** Start of PAGE **

The focus of this chapter is the comparison of the following four Poe short stories: Hop Frog, A Predicament, The Facts in the Case of M. Valdemar, and The Man of the Crowd. One way to quantify the similarity of any pair of stories is to represent each story as a vector. The more similar the stories, the smaller the angle between them. See output 5.2 for a table of these angles.

At first, it is surprising that geometry is one way to compare literary works. But as soon as a text is represented by a vector, and because vectors are geometric objects, it follows that geometry can be used in a literary analysis. Note that much of this chapter explains these geometric ideas in detail, and this discussion is kept as simple as possible so that it is easy to follow.

1.2.5 Chapter 6: Corpus Linguistics

Corpus linguistics is empirical: it studies language through the analysis of texts. At present, the largest of these are at a billion words (an average size paperback novel has about 100,000 words, so this is equivalent to approximately 10,000 novels). One simple but powerful technique is using a concordance program, which is created in chapter 2. This chapter adds sorting capabilities to it.

Even something as simple as examining word counts can show differences between texts. For example, table 6.2 shows differences in the following texts: a collection of business emails from Enron, Dickens’s A Christmas Carol, London’s The Call of the Wild, and Shelley’s Frankenstein. Some of these differences arise from narrative structure.

** End of PAGE **
** Start of SUPPLIED ENTRIES **

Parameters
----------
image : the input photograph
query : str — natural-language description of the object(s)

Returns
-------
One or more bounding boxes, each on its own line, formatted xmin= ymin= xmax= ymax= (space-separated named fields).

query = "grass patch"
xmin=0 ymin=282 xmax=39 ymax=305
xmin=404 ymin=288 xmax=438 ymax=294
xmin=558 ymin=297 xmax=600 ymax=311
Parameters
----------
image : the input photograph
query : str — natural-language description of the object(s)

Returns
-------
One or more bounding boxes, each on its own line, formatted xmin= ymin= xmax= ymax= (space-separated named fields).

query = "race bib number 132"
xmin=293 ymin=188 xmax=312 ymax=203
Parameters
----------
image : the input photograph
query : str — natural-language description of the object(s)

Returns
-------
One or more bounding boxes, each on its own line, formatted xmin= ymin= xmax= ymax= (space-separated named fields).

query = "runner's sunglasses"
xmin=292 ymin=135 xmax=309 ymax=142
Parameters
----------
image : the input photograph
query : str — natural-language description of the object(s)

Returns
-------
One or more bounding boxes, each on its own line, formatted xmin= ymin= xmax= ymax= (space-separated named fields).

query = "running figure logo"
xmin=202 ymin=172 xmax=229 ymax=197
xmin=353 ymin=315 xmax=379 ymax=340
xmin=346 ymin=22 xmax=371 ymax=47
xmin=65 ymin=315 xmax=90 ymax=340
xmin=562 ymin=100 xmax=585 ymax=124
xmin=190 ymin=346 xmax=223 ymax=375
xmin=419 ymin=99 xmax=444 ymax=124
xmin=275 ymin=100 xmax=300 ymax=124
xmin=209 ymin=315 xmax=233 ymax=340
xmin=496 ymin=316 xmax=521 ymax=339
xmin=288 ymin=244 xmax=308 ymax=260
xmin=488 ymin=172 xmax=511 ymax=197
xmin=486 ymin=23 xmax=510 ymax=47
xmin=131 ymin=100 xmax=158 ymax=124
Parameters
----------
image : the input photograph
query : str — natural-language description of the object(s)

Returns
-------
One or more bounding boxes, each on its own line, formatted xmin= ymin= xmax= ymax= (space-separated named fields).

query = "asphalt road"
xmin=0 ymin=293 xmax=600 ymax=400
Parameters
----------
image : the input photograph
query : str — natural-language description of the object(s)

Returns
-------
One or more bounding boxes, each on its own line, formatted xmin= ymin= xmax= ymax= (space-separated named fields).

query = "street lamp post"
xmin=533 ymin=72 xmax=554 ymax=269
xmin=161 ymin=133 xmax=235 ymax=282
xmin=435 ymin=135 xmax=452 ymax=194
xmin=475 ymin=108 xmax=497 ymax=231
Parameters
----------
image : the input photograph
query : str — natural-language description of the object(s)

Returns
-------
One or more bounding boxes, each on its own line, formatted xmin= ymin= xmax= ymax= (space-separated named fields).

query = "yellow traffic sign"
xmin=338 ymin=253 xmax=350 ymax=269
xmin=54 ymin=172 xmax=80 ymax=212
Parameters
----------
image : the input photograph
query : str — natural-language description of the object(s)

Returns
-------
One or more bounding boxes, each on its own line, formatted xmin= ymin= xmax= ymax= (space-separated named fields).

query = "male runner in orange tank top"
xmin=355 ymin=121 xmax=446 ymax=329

** End of SUPPLIED ENTRIES **

### EXERCISE BRIEF
Please proceed with the chapter overview above the rows, carrying it on from its final sentence.

### EXERCISE RESPONSE
One application of sorted concordance lines is comparing how words are used. For example, the word body in The Call of the Wild is used for live, active bodies, but in Frankenstein it is often used to denote a dead, lifeless body. See tables 6.4 and 6.5 for evidence of this.

Sorted concordance lines are also useful for studying word morphology (see section 6.4.3) and collocations (see section 6.5). An example of the latter is phrasal verbs (verbs that change their meaning with the addition of a word, for example, throw versus throw up), which is discussed in section 6.5.2.

1.2.6 Chapter 7: Multivariate Statistics

Chapter 4 introduces some useful, core ideas of probability, and this chapter builds on this foundation. First, the correlation between two variables is defined, and then the connection between correlations and angles is discussed, which links a key tool of information retrieval (discussed in chapter 5) and a key technique of statistics.

This leads to an introduction of a few essential tools from linear algebra, which is a field of mathematics that works with vectors and matrices, a topic introduced in chapter 5. With this background, the statistical technique of principal components analysis (PCA) is introduced and is used to analyze the pronoun use in 68 of Poe’s short stories. See output 7.13 and the surrounding discussion for the conclusions drawn from this analysis.

This chapter is more technical than the earlier ones, but the few mathematical topics introduced are essential to understanding PCA, and all these are explained with concrete examples. The payoff is high because PCA is used by linguists and others to analyze many measurements of a text at once. Further evidence of this payoff is given by the references in section 7.6, which apply these techniques to specific texts.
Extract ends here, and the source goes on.